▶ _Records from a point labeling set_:
____

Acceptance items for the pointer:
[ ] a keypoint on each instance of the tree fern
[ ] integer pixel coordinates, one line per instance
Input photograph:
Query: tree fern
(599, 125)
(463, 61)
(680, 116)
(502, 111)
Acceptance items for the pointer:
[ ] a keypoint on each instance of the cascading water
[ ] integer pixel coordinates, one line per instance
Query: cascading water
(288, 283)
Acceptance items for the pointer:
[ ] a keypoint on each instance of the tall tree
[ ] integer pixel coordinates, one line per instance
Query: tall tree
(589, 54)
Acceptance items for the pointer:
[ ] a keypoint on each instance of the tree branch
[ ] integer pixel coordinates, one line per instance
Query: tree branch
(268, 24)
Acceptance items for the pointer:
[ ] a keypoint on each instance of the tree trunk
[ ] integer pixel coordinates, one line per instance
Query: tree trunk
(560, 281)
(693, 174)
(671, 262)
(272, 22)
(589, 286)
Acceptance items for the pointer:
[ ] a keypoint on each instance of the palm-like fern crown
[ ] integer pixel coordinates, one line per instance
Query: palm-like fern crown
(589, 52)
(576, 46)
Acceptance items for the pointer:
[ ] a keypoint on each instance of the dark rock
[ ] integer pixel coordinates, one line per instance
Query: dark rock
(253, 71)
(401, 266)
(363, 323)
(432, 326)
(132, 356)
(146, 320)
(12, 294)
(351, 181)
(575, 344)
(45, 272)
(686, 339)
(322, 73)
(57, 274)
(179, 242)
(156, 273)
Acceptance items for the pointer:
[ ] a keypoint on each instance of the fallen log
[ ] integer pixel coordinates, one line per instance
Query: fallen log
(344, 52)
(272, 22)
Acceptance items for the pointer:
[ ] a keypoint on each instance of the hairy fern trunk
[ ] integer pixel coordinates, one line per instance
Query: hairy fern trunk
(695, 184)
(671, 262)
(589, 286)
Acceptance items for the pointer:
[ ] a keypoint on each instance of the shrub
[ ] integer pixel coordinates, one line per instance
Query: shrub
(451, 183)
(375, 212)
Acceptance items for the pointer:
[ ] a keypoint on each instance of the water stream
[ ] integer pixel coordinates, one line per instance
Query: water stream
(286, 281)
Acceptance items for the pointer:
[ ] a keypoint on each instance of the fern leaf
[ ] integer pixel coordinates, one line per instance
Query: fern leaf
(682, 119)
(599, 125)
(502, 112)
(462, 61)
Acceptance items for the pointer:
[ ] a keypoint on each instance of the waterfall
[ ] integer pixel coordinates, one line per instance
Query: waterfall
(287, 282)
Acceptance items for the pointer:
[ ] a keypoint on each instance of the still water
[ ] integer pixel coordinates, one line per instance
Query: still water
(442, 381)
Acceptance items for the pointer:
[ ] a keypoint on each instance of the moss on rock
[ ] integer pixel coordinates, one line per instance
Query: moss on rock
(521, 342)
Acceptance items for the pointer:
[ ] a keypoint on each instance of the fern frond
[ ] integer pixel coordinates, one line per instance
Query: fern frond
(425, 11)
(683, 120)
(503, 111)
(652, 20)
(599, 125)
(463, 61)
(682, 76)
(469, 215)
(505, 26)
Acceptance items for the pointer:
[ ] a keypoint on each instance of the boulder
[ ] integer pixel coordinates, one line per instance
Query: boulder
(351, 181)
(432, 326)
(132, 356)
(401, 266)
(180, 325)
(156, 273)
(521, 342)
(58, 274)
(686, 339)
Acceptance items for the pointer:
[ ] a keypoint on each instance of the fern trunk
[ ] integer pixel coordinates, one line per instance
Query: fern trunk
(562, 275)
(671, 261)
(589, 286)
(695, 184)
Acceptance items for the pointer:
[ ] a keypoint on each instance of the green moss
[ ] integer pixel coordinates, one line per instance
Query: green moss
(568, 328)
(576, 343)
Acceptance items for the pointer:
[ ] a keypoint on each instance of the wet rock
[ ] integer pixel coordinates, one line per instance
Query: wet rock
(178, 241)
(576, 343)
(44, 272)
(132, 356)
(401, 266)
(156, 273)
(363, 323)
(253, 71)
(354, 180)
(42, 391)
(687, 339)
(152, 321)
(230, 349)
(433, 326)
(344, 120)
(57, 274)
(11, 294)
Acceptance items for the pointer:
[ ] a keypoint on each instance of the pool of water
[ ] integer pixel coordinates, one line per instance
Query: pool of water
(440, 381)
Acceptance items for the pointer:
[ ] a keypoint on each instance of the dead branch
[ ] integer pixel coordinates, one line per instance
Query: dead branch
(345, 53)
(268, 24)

____

▶ _What you need to do_: Set all of the entries down again, exactly as they were given.

▶ _Result for this exercise_:
Acceptance items for the pointer:
[ ] a keypoint on each instance of the tree fern
[ ] integer pixel coordinates, one line per instance
Input photograph:
Query: tree fern
(599, 125)
(463, 61)
(680, 116)
(502, 111)
Acceptance items for the pointer:
[ ] a keypoint on each instance of the cascading water
[ ] integer pixel coordinates, one line per instance
Query: cascading water
(288, 283)
Acceptance items for the pointer:
[ ] a keypoint on each instance of the tall tree
[ ] integer pixel coordinates, one line per instance
Query: tall tree
(589, 54)
Acceptance items for the pointer:
[ ] a keypoint on each instance of the tree branch
[ ] integer pixel coordinates, one line per instance
Query: tree branch
(268, 24)
Acceptance items for the pointer:
[ ] a keypoint on each instance of the tree trunk
[ ] integer pixel coordinates, one line per instance
Query: tree trunk
(560, 281)
(693, 174)
(671, 262)
(272, 22)
(589, 286)
Acceptance items for the pointer:
[ ] a keypoint on each instance of the palm-like fern crown
[ ] integer pixel coordinates, one line per instance
Query: palm-like fern crown
(589, 52)
(576, 46)
Acceptance items for the pointer:
[ ] a keypoint on each instance of the dark rock
[ ] integer pixel coordinates, one line per instance
Query: dark rock
(253, 71)
(401, 266)
(363, 323)
(432, 326)
(132, 356)
(146, 320)
(12, 294)
(351, 181)
(575, 344)
(45, 272)
(686, 339)
(322, 73)
(57, 274)
(179, 242)
(156, 273)
Acceptance items for the pointer:
[ ] a keypoint on each instance of the fallen log
[ ] integer pixel coordinates, one line per instance
Query: fallen log
(344, 52)
(272, 22)
Acceptance items for the pointer:
[ ] a keypoint on each instance of the hairy fern trunk
[ ] integer pixel coordinates, one line per instance
Query: hairy fern trunk
(695, 184)
(671, 262)
(589, 286)
Acceptance items for the pointer:
[ ] a keypoint on each instance of the shrub
[ ] integer pixel coordinates, one line per instance
Query: shrub
(451, 183)
(375, 212)
Acceptance items for the pointer:
[ ] a keypoint on each instance of the water stream
[ ] integer pixel coordinates, one line per instance
Query: water stream
(286, 281)
Acceptance items for the pointer:
[ ] a keypoint on each instance of the fern leaf
[ ] integer pixel coordinates, one line per instance
Query: fern leaf
(682, 119)
(599, 125)
(502, 112)
(462, 61)
Acceptance items for the pointer:
[ ] a keypoint on each instance of the waterfall
[ ] integer pixel coordinates, one line per instance
Query: waterfall
(287, 282)
Acceptance items for the pointer:
[ ] a keypoint on each instance of the still water
[ ] integer pixel coordinates, one line per instance
Query: still water
(442, 381)
Acceptance items for the pointer:
[ ] a keypoint on each instance of the moss on rock
[ ] integer pixel coordinates, one line per instance
Query: moss on rock
(521, 342)
Acceptance items for the pointer:
[ ] a keypoint on each instance of the fern frond
[ ] integer pixel coordinates, one line per instance
Query: fern frond
(425, 11)
(683, 120)
(503, 111)
(652, 20)
(599, 125)
(463, 61)
(682, 76)
(469, 215)
(505, 26)
Acceptance items for the pointer:
[ ] a keypoint on each instance of the boulder
[ ] integer pixel coordinates, one line per instance
Query: boulder
(351, 181)
(432, 326)
(132, 356)
(401, 266)
(180, 325)
(156, 273)
(521, 342)
(58, 274)
(686, 339)
Acceptance items for the pointer:
[ ] a keypoint on each instance of the fern trunk
[ ] integer pixel coordinates, one line per instance
Query: fern trunk
(562, 275)
(671, 261)
(589, 286)
(695, 184)
Acceptance items for the pointer:
[ ] a keypoint on each instance of the green moss
[ ] integer pixel coordinates, one line per instance
Query: green moss
(568, 328)
(576, 343)
Acceptance items for the pointer:
[ ] a keypoint on each instance of the wet rock
[ ] integer pixel coordinates, one line per instance
Query: wet rock
(178, 241)
(576, 343)
(44, 272)
(132, 356)
(401, 266)
(156, 273)
(363, 323)
(253, 71)
(354, 180)
(42, 391)
(687, 339)
(152, 321)
(230, 349)
(433, 326)
(344, 120)
(57, 274)
(11, 294)
Acceptance items for the pointer:
[ ] a keypoint on each instance of the pool of water
[ ] integer pixel coordinates, one line per instance
Query: pool of water
(440, 381)
Acceptance items for the pointer:
[ ] a keypoint on each instance of the dead branch
[ ] integer pixel coordinates, one line per instance
Query: dead branch
(345, 53)
(268, 24)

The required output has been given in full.